## EXERCICE PROPOSÉ 1
Répondez à ces questions d'après le texte sur Victor Young Perez :
(a) Dans quel quartier de Tunis a-t-il grandi ?
(b) Quel symbole orne son short lors de son premier combat officiel ?
(c) Qui devient son entraîneur après son arrivée à Paris ?
## EXERCICE PROPOSÉ 2
Pouvez-vous recopier tel quel le passage du texte sur Victor Young Perez allant de « Le destin tragique » à « comme dernier combat. », ces deux segments inclus ?

## TEXTE À LIRE
──────────────────────────────

Opinion Paris 2024
11H04 - jeudi 6 juin 2024

Victor Young Perez : légende du Ring, boxeur d’Auschwitz. Tour du monde des délégations #10

 

Le destin tragique d’un prodige de la boxe, né le 18 octobre 1911 à Tunis, en Tunisie, qui grandit dans le quartier juif de la Hara, marque l’histoire de la boxe française et affronte l’horreur du nazisme comme dernier combat. 

Victor Perez commence sa carrière de boxeur à un jeune âge. Lors de son premier combat officiel avec son club, il tient à orner son short de l’étoile de David, cela sera sa première victoire.

Son surnom « Young », il l’a aussi gagné sur le ring, contre un de ses amis avec qui il avait mis en jeu le nom de boxeur qu’ils convoitaient tous les deux. Après avoir brillé sur la scène locale, il est temps pour lui de rêver plus grand. À seulement 17 ans, il part pour Paris afin de s’attaquer à des titres plus importants. Il travaille comme vendeur de chaussures tout en s’entraînant dur. Il est alors repéré par Léon Bellières qui devient son entraîneur. À 17 ans, il effectue et gagne son premier combat professionnel. Tout s’enchaîne alors rapidement pour le petit prodige. Le 12 juin 1931, il devient champion de France poids mouche, il gagne petit à petit une certaine renommée. Le 26 octobre 1931, il devient champion du monde à 20 ans dans la catégorie des poids mouche du haut de ses 1,55 m. Aujourd’hui, il est encore le plus jeune champion de l’histoire dans cette catégorie. Sa victoire le propulse d’enfant modeste à grande star, au-delà même du monde de la boxe et des frontières françaises. Après avoir atteint le toit du monde, il traverse une période plus difficile sur le plan professionnel mais aussi personnel. Il prend du poids et doit changer de catégorie, malgré cela il perd beaucoup de combats. Il vit ces défaites comme des humiliations mais ne perd pas espoir.

──────────────────────────────

## DOCUMENTS DE RÉFÉRENCE
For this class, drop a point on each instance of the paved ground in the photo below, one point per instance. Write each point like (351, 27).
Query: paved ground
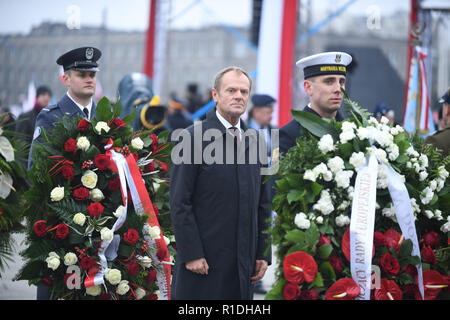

──────────────────────────────

## RÉPONSE CORRECTE 1
(a) Dans la Hara, le quartier juif de Tunis.
(b) L'étoile de David.
(c) Léon Bellières.

## RÉPONSE CORRECTE 2
Le destin tragique d’un prodige de la boxe, né le 18 octobre 1911 à Tunis, en Tunisie, qui grandit dans le quartier juif de la Hara, marque l’histoire de la boxe française et affronte l’horreur du nazisme comme dernier combat.